### MATERIAL PROVIDED
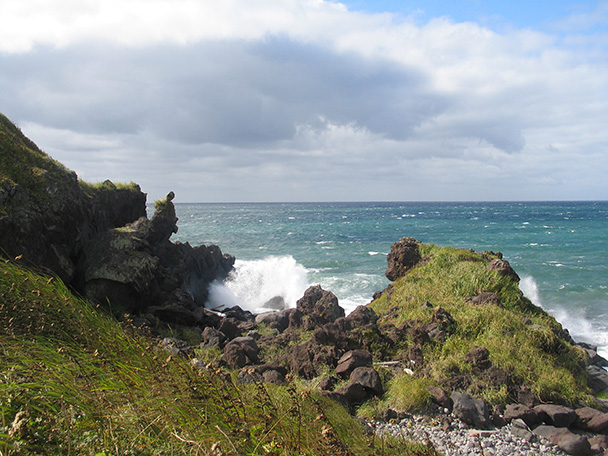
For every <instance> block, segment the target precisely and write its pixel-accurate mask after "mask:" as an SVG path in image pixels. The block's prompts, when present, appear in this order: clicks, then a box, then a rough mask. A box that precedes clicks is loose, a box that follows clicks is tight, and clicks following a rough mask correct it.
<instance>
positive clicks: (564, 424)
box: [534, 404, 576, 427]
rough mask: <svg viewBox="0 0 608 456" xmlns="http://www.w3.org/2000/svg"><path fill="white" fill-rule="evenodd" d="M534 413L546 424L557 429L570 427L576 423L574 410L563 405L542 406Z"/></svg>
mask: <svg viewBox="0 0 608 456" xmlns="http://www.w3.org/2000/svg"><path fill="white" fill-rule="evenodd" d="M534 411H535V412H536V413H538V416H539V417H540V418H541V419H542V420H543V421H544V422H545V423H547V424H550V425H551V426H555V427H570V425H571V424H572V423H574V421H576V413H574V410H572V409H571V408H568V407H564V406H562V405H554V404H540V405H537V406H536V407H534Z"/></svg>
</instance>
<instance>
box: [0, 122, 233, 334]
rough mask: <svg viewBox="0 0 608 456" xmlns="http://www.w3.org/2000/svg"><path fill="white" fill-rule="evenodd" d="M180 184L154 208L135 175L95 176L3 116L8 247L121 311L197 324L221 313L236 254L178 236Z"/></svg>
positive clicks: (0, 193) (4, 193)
---
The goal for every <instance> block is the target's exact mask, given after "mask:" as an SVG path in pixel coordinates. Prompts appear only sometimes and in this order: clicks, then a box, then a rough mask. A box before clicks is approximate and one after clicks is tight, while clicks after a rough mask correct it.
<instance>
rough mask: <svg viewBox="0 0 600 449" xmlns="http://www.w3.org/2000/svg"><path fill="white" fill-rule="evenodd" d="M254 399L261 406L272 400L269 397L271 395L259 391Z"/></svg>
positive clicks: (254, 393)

### PROBLEM TO SOLVE
Reproduce only the part that opens with the line containing "413L546 424L557 429L570" and closes with the line containing "positive clicks: (0, 193) (4, 193)". Swap every "rough mask" for "coarse mask" and keep everything else as it stands.

### ANSWER SECTION
coarse mask: <svg viewBox="0 0 608 456" xmlns="http://www.w3.org/2000/svg"><path fill="white" fill-rule="evenodd" d="M534 413L546 424L557 429L570 427L576 423L574 410L563 405L542 406Z"/></svg>
mask: <svg viewBox="0 0 608 456" xmlns="http://www.w3.org/2000/svg"><path fill="white" fill-rule="evenodd" d="M534 411H535V412H536V413H538V416H539V417H540V418H541V419H542V420H543V421H544V422H545V423H547V424H550V425H551V426H555V427H570V425H571V424H572V423H574V421H576V413H574V410H572V409H571V408H568V407H564V406H562V405H554V404H540V405H537V406H536V407H534Z"/></svg>
</instance>
<instance>
box: [0, 122, 233, 334]
coarse mask: <svg viewBox="0 0 608 456" xmlns="http://www.w3.org/2000/svg"><path fill="white" fill-rule="evenodd" d="M180 184L154 208L135 175L95 176L3 116L8 247L121 311L197 324L221 313L236 254L178 236Z"/></svg>
positive clicks: (0, 193) (4, 193)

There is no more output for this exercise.